Records contained in a dataset:

*** Block opens ***

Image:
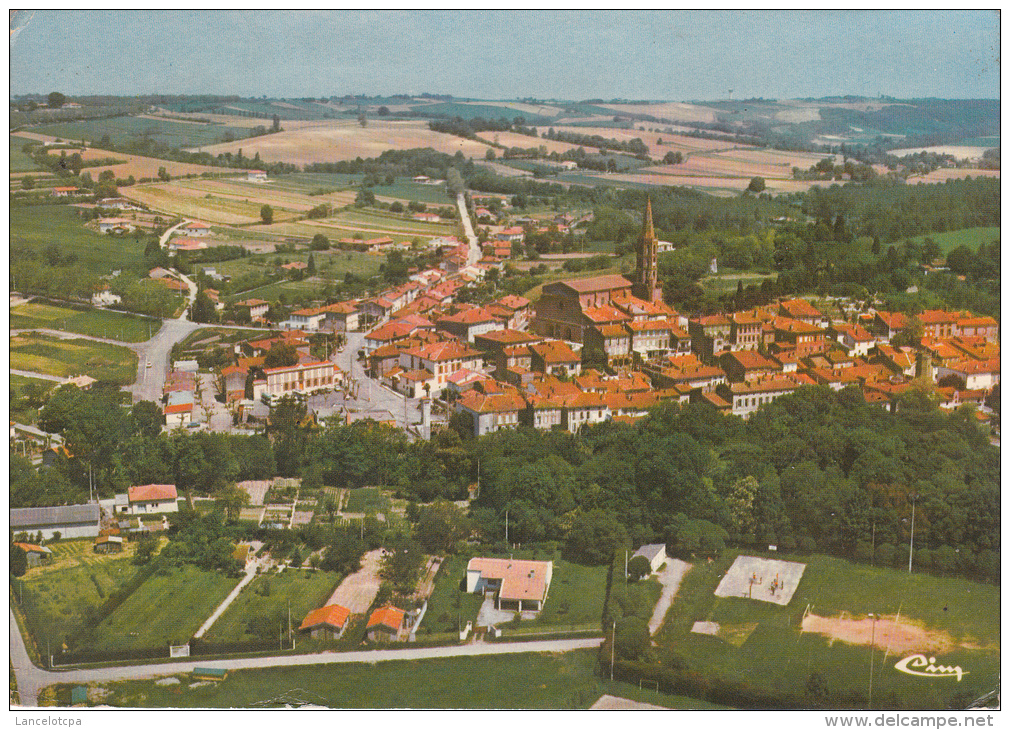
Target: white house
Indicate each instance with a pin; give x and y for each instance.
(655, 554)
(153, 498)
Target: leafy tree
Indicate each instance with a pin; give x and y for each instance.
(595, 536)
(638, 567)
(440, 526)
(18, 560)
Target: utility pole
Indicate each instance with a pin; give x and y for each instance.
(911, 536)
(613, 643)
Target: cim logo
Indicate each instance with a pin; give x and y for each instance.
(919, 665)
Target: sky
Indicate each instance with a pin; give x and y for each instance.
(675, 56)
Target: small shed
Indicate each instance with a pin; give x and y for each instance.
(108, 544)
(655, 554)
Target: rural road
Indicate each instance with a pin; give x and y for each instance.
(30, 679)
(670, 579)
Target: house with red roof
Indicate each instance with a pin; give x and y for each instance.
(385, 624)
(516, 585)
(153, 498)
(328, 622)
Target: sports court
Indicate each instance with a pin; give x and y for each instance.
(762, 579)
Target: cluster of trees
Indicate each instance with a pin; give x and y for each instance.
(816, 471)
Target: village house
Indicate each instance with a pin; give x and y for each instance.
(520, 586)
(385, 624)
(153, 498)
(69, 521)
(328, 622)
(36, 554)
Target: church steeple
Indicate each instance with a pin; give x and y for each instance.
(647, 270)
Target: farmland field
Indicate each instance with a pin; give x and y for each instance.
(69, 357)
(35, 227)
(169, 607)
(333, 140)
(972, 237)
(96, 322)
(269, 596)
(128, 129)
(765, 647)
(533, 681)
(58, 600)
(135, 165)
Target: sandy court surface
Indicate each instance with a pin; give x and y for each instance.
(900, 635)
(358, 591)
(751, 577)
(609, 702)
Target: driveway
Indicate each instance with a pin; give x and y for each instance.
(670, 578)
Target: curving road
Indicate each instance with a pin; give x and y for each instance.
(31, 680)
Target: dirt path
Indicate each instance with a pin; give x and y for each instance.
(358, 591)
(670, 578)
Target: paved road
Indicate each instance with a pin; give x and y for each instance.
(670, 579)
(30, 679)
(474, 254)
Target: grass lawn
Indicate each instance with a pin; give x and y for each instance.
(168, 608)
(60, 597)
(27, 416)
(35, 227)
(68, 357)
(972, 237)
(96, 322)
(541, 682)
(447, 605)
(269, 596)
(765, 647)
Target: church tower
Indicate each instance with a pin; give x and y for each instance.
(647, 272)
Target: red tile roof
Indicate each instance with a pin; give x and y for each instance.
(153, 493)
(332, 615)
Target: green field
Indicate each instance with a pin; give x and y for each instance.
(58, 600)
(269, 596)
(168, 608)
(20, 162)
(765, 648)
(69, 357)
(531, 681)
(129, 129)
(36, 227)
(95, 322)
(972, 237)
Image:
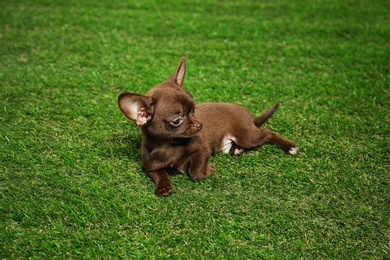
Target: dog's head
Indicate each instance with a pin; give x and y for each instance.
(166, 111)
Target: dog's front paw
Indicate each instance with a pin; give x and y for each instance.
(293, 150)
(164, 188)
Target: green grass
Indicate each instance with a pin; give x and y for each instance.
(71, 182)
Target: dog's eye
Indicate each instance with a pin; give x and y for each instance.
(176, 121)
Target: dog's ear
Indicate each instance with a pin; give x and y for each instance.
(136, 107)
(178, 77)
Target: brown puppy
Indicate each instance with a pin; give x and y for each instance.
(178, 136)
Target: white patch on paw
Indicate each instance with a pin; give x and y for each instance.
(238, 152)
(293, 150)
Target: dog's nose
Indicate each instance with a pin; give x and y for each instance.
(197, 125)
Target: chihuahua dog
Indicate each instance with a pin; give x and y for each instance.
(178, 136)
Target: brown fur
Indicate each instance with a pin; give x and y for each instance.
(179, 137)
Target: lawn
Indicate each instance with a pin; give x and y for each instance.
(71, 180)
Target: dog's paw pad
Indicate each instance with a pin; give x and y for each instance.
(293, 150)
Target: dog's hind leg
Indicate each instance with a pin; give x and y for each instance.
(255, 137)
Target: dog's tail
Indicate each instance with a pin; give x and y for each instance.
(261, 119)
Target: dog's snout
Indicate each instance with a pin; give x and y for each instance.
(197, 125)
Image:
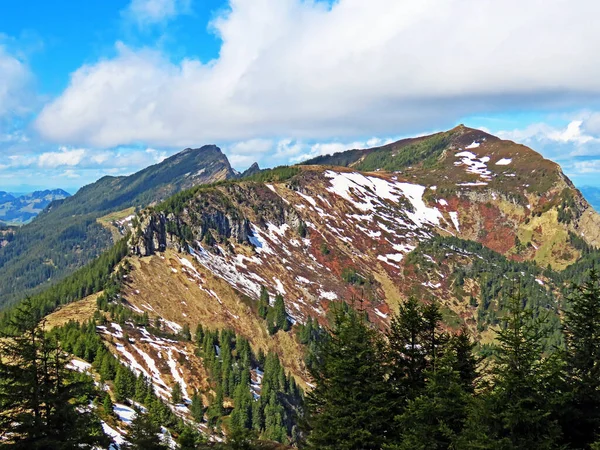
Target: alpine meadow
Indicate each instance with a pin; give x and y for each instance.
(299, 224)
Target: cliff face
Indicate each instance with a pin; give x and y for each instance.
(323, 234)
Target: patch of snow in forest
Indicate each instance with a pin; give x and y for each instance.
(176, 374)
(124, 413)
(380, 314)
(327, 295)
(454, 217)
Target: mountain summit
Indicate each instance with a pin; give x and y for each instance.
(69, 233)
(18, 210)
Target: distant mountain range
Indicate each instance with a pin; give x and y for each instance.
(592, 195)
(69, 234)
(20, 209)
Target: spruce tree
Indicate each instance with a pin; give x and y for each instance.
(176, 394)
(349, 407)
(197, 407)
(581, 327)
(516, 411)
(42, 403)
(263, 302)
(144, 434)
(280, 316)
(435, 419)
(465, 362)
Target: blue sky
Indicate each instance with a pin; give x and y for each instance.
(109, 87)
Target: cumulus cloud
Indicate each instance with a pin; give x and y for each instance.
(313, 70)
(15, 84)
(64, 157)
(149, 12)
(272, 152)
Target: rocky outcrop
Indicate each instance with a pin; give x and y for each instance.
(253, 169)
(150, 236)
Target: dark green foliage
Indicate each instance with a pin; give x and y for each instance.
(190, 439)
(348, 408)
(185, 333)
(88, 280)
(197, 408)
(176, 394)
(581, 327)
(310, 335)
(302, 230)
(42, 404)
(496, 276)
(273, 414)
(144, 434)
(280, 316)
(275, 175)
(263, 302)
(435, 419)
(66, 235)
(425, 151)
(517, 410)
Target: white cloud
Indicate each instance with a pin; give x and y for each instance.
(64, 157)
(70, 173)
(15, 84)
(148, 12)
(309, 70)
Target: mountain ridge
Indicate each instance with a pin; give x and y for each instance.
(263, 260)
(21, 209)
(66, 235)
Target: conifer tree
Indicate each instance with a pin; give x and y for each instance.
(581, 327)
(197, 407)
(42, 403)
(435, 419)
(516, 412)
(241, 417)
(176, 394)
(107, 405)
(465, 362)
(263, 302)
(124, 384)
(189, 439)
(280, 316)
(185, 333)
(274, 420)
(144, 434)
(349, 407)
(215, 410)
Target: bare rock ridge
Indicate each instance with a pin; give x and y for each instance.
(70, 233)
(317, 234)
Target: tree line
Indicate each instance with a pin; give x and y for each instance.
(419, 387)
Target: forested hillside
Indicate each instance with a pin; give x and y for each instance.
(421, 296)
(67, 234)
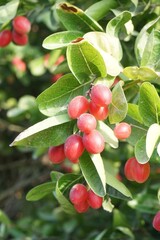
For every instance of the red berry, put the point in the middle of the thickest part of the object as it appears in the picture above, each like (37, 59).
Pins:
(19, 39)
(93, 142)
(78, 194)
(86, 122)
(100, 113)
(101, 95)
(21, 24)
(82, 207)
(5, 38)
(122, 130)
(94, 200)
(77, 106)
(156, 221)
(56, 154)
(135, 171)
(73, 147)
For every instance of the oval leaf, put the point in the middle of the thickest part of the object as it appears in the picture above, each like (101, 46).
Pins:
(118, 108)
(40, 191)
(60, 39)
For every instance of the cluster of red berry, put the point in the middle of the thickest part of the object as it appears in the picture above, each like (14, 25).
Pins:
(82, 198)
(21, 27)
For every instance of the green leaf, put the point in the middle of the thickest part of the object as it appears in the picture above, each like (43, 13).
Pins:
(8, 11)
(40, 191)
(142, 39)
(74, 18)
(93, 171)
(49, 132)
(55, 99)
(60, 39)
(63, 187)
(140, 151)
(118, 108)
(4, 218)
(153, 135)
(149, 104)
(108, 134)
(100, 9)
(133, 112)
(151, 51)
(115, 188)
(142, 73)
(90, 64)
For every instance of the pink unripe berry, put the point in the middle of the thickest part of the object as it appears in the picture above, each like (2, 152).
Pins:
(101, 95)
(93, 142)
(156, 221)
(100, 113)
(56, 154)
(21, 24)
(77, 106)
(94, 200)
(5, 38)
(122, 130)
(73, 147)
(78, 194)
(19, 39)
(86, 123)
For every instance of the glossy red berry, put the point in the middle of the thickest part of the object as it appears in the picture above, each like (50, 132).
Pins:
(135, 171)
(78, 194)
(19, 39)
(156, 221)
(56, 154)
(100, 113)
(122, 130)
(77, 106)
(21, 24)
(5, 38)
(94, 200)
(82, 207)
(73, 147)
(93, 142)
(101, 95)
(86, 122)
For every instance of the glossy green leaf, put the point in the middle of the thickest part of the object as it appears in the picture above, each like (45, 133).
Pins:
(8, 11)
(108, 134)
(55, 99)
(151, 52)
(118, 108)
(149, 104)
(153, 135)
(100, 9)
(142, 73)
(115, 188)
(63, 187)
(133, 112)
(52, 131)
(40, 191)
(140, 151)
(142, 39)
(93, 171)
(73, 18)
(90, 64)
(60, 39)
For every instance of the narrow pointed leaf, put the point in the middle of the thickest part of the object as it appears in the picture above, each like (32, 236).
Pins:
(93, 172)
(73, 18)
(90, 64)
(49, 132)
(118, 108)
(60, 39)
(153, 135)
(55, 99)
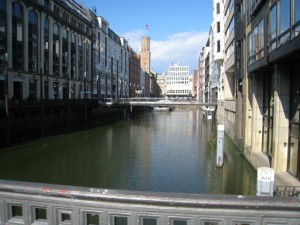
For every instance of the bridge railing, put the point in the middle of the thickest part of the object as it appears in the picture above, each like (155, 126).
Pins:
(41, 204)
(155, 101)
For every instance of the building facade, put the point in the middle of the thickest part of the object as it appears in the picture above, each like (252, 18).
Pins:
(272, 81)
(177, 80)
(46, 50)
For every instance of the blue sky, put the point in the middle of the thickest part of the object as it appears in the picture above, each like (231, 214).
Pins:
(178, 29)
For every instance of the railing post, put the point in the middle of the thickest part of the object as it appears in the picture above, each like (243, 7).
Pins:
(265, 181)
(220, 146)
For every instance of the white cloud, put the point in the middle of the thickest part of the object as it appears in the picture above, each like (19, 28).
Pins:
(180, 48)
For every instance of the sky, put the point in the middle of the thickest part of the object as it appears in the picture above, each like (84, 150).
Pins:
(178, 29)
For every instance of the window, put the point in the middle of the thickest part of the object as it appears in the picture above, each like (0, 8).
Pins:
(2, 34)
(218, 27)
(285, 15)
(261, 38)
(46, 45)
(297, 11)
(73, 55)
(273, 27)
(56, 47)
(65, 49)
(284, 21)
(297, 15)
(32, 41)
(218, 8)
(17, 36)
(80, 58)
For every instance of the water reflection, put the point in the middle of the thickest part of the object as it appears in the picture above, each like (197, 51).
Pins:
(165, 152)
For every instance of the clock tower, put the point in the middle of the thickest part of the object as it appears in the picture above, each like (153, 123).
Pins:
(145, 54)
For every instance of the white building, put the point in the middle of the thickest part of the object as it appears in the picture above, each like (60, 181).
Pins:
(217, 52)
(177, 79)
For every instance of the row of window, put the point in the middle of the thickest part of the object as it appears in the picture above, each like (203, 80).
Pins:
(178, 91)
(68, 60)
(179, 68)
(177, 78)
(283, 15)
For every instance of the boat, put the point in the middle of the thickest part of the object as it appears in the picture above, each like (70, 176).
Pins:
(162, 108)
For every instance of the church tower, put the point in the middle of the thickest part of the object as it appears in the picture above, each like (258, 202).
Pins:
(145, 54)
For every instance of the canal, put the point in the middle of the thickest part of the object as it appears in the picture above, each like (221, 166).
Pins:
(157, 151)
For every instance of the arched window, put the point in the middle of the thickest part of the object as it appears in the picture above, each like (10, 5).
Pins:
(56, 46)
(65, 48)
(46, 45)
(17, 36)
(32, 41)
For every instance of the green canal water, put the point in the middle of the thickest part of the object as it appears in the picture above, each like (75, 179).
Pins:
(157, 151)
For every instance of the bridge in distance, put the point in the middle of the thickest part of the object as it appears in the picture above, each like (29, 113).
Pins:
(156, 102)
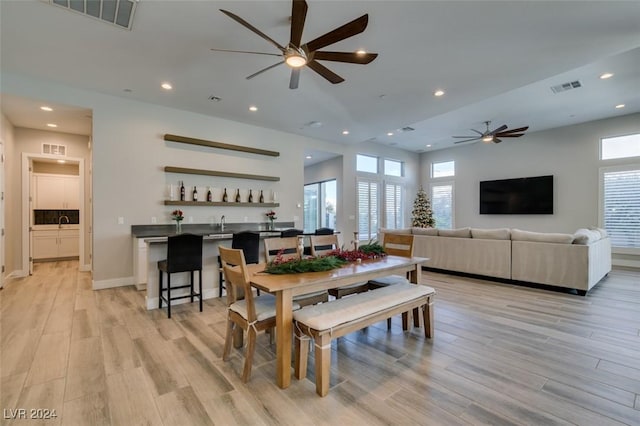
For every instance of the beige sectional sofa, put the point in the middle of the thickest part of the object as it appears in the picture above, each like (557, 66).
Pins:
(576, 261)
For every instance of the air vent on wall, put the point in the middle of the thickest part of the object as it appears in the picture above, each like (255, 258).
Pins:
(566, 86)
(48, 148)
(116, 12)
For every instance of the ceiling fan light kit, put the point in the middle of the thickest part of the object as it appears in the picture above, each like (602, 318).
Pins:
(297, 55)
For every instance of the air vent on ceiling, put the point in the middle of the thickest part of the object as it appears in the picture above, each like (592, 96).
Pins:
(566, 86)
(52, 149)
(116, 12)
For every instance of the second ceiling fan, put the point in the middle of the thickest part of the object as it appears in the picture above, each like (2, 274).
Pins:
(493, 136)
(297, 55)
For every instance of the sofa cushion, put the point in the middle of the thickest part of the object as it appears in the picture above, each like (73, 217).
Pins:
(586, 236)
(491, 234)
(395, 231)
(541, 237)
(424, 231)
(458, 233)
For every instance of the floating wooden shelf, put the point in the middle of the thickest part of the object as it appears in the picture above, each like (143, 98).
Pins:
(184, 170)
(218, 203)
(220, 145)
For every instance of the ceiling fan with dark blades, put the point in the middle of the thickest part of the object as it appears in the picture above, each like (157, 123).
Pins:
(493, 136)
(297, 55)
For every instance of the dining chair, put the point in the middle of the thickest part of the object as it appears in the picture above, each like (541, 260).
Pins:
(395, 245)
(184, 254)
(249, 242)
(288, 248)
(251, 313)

*** Block closes ***

TASK ITEM
If a line of the records above holds the word "green", show it.

TASK ANSWER
Target: green field
Target: green grass
Target: dark green foliage
For every instance of the green leaf, put the point in the middle of the thickest part of the object as it appears in the picture above, each like (43, 13).
For every instance of the glossy green leaf, put the point in the middle of the thickest part of the object as it appears in the picture above, each like (45, 133).
For every instance of the green canal water, put the point in the middle of the thickest part of the object as it appears in the picture above, each like (75, 179).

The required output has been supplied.